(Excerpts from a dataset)
=== Begin Enclosure ===
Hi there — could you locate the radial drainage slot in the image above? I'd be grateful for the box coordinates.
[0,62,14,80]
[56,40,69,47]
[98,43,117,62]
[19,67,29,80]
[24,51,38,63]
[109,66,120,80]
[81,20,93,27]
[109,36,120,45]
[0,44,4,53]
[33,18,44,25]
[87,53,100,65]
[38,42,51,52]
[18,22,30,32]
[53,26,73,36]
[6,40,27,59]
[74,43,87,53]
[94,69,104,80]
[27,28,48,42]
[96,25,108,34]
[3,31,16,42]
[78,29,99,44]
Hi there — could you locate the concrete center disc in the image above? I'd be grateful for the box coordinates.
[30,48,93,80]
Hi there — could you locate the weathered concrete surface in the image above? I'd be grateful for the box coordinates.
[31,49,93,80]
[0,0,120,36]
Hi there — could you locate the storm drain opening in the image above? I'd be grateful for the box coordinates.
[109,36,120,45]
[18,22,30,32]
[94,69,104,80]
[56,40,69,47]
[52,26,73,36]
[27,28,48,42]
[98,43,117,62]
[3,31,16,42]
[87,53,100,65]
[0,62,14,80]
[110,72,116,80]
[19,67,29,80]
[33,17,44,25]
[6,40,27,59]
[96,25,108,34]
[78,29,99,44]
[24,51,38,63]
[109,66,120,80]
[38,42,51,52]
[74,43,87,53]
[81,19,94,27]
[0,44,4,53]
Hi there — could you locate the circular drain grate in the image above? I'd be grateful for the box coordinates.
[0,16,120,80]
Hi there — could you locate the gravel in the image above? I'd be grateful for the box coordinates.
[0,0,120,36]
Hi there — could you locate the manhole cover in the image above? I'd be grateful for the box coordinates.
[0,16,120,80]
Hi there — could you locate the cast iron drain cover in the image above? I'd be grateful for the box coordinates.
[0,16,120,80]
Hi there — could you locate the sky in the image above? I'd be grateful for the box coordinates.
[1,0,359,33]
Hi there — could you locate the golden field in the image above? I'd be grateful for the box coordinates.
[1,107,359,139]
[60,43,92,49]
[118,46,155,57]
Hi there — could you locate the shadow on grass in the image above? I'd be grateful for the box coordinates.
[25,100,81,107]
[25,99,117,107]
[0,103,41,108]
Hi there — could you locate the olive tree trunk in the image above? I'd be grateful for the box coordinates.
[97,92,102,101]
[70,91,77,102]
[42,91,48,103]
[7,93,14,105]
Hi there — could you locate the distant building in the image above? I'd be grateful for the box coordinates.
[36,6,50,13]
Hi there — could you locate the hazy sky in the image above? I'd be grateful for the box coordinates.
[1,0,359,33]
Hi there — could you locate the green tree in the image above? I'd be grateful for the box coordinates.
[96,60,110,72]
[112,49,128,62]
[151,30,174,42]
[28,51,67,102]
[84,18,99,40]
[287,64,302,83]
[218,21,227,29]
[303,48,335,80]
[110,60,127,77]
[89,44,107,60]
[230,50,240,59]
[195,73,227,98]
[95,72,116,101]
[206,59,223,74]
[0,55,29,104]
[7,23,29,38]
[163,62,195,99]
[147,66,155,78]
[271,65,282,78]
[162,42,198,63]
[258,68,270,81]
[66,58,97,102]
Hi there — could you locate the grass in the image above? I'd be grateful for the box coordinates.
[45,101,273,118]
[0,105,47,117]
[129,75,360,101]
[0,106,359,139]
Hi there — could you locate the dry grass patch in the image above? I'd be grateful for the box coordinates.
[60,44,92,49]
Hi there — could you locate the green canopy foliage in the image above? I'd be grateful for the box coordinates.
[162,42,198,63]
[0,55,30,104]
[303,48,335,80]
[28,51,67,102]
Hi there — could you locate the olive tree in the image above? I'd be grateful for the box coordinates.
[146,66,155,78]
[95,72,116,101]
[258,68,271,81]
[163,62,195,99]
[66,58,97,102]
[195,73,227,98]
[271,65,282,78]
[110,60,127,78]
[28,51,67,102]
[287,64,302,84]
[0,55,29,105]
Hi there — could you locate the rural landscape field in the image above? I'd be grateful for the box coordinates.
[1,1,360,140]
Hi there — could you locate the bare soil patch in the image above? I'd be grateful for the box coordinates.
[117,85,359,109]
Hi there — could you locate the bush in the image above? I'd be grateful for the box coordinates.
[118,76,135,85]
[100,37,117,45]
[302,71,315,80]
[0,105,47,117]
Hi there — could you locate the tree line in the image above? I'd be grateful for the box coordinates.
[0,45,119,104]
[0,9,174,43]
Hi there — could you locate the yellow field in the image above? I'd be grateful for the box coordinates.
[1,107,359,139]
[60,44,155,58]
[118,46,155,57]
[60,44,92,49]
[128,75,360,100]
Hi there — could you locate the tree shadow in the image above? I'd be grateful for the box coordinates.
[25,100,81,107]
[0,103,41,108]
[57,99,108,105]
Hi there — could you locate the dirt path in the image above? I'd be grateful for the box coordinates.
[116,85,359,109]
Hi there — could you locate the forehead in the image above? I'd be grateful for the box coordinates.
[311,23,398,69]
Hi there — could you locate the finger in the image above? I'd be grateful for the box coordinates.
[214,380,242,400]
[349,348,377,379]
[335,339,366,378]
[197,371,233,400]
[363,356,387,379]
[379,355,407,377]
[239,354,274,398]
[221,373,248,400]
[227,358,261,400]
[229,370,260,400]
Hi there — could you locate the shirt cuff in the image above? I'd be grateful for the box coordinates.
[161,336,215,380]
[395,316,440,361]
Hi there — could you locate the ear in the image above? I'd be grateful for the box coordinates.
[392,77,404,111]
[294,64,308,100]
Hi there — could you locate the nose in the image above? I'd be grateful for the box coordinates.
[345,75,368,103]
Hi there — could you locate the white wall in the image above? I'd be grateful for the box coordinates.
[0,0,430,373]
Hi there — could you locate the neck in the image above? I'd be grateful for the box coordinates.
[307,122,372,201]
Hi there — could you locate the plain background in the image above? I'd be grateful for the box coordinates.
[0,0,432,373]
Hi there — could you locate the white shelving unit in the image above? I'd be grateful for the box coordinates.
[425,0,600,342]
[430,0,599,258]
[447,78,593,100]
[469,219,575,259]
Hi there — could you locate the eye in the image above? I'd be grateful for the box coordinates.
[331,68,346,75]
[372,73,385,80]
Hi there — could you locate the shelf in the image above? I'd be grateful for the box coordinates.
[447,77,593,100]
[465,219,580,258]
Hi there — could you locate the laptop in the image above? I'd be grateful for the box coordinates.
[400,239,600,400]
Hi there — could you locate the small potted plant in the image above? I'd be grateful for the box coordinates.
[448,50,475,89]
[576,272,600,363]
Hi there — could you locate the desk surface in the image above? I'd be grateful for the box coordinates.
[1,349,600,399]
=== End Enclosure ===
• _Work to be completed_: For this exercise, transcribe all the records exactly.

• _Answer to this problem_:
Hi there — could you locate the radial drainage slot in the image above? I'd be grateful for the box coordinates.
[0,62,14,80]
[56,40,69,47]
[98,43,117,62]
[19,67,29,80]
[24,51,38,63]
[109,66,120,80]
[81,20,93,27]
[109,36,120,45]
[0,44,4,53]
[33,18,44,25]
[87,53,100,65]
[38,42,51,52]
[18,22,30,32]
[53,26,73,36]
[6,40,27,59]
[74,43,87,53]
[94,69,104,80]
[27,28,48,42]
[96,25,108,34]
[3,31,16,42]
[78,29,99,44]
Hi there — could you locate the concrete center disc in the image above? I'd be grateful for the box coordinates.
[30,48,93,80]
Hi there — could you locate the weathered concrete surface in the image above? I'd be grateful for the box coordinates.
[31,49,93,80]
[0,0,120,36]
Hi there — could you locate the storm drain opening in the image above? I'd be grateful for the box coordinates.
[109,36,120,45]
[18,22,30,32]
[94,69,104,80]
[56,40,69,47]
[52,26,73,36]
[27,28,48,42]
[98,43,117,62]
[3,31,16,42]
[87,53,100,65]
[0,62,14,80]
[110,72,116,80]
[19,67,29,80]
[33,17,44,25]
[6,40,27,59]
[96,25,108,34]
[78,29,99,44]
[24,51,38,63]
[109,66,120,80]
[38,42,51,52]
[74,43,87,53]
[81,19,94,27]
[0,44,4,53]
Hi there — could you locate the circular drain grate in the image above? I'd be grateful for the box coordinates.
[0,16,120,80]
Hi there — could you locate the gravel in the image above? I'd be grateful for the box coordinates.
[0,0,120,36]
Hi there — could you locate the manhole cover in the image above? I'd be grateful for the box coordinates.
[0,16,120,80]
Hi there — could you locate the cast iron drain cover in the image above? I'd be grateful for the box coordinates.
[0,16,120,80]
Hi there — could you locate the sky in the image above? I'd be grateful for the box coordinates.
[1,0,359,33]
Hi there — could you locate the golden field in the image above? I'd be grateful for the box coordinates.
[1,107,359,139]
[60,43,92,49]
[118,46,155,57]
Hi there — could you locate the shadow on grass in the image above? I'd be grateful for the box coordinates.
[25,100,81,107]
[25,99,117,107]
[0,103,41,108]
Hi there — could you locate the olive tree trunk in the image above? I'd be grateful for the box coordinates.
[97,92,102,101]
[70,91,77,102]
[42,91,48,103]
[7,93,14,105]
Hi there — could you locate the distant building in the image above? I'd be grateful for the box coordinates.
[36,6,50,13]
Hi there — could you locate the hazy sky in the image above? I'd be grateful for the box coordinates.
[1,0,359,33]
Hi there — could you locate the green tree in the image above? I'd be grateful for the box coordinates.
[96,60,110,72]
[112,49,128,62]
[151,30,174,42]
[28,51,67,102]
[84,18,99,40]
[287,64,302,83]
[218,21,227,29]
[303,48,335,80]
[110,60,127,77]
[89,44,107,60]
[230,50,240,59]
[195,73,227,98]
[95,72,116,101]
[206,59,223,74]
[0,55,29,104]
[7,23,29,38]
[163,62,195,99]
[147,66,155,78]
[271,65,282,78]
[162,42,198,63]
[258,68,270,81]
[66,58,97,102]
Hi there — could you locate the grass in the image above? I'd be grateful for the box coordinates.
[45,101,273,118]
[0,105,47,117]
[129,75,360,101]
[0,106,359,139]
Hi there — could you locate the dry grass patch in the image above? I'd be grateful for the box coordinates.
[60,44,92,49]
Hi there — could you locate the green canopy foliage in the image above? I'd be grateful for the box coordinates.
[162,42,198,63]
[0,55,30,104]
[303,48,335,80]
[28,51,67,102]
Hi there — could you locate the olive tree in the image above? I'd be grateful for the box coordinates.
[146,66,155,78]
[95,72,116,101]
[258,68,271,81]
[163,62,195,99]
[66,58,97,102]
[195,73,227,98]
[271,65,282,78]
[110,60,127,78]
[28,51,67,102]
[287,64,302,84]
[0,55,29,105]
Hi there — could you locate the rural landscape field in the image above? I'd be grateful for the box coordinates.
[1,1,360,140]
Hi there — could you locate the bare soil patch in the image above? I'd be grateful for the box coordinates.
[117,85,359,109]
Hi there — could you locate the bush in the image above? I'd be grateful for the box coordinates.
[118,76,135,85]
[100,37,117,45]
[302,71,315,80]
[0,105,47,117]
Hi there — could you locate the tree line in the image above? I'd be grateful for the box coordinates.
[0,45,119,104]
[0,9,174,43]
Hi there — could you locate the yellow field in the image above? I'd be grateful for the box coordinates.
[1,107,359,139]
[60,44,155,58]
[118,46,155,57]
[60,44,92,49]
[128,75,360,100]
Hi there — could you locate the tree shadow in the image above? I'd be grateful for the box coordinates.
[25,100,81,107]
[0,103,41,108]
[57,99,108,105]
Hi there — could you locate the dirt path in the image above? I'd be grateful for the box coordinates.
[116,85,359,109]
Hi there — could you locate the forehead in the image above? I'd be grateful for the box coordinates.
[311,23,398,69]
Hi there — could you locate the finger in the image above? I'd be grateful for the box coordinates.
[214,380,242,400]
[349,348,377,379]
[335,339,366,378]
[197,371,233,400]
[363,356,387,379]
[379,355,407,377]
[239,354,274,398]
[221,373,248,400]
[227,358,261,400]
[229,370,260,400]
Hi there — could you locate the shirt cuff in the image above? I'd be grateful for the box coordinates.
[161,336,215,380]
[395,316,440,361]
Hi there — could you locate the ear in the image above? I'd be grateful for the box coordinates.
[392,77,404,111]
[294,64,308,100]
Hi there — could you locate the nose in the image above? I'd be grateful for the box coordinates.
[345,75,368,103]
Hi there — could you locate the white wall in the image above? I'd be grateful for the box coordinates.
[0,0,430,373]
Hi there — could you locate the neck in the image above? I'd be grateful for the box coordinates.
[307,122,372,201]
Hi there — could you locate the plain background in the image above? I'd be grateful for the box coordinates.
[0,0,432,373]
Hi there — could you locate the white shelving unit in the image above? I'd be grateful for the box coordinates.
[425,0,600,342]
[430,0,599,258]
[447,78,593,100]
[469,219,575,259]
Hi there — could you locate the eye in the image above? I'd be grateful for the box coordinates.
[331,68,346,75]
[372,73,385,80]
Hi there — could you locate the shelf in the image above? I'd be grateful for the box coordinates.
[447,77,593,100]
[465,219,580,258]
Hi there — could you locate the laptop in the image above? I'd be grateful for the box coordinates.
[400,239,600,400]
Hi there — could you locate the small potted plant in the image above? I'd be grateful for the box coordinates.
[448,50,475,89]
[576,272,600,363]
Hi there — could you locate the desk surface in the image above? I'd be grateful for the box coordinates.
[1,349,600,399]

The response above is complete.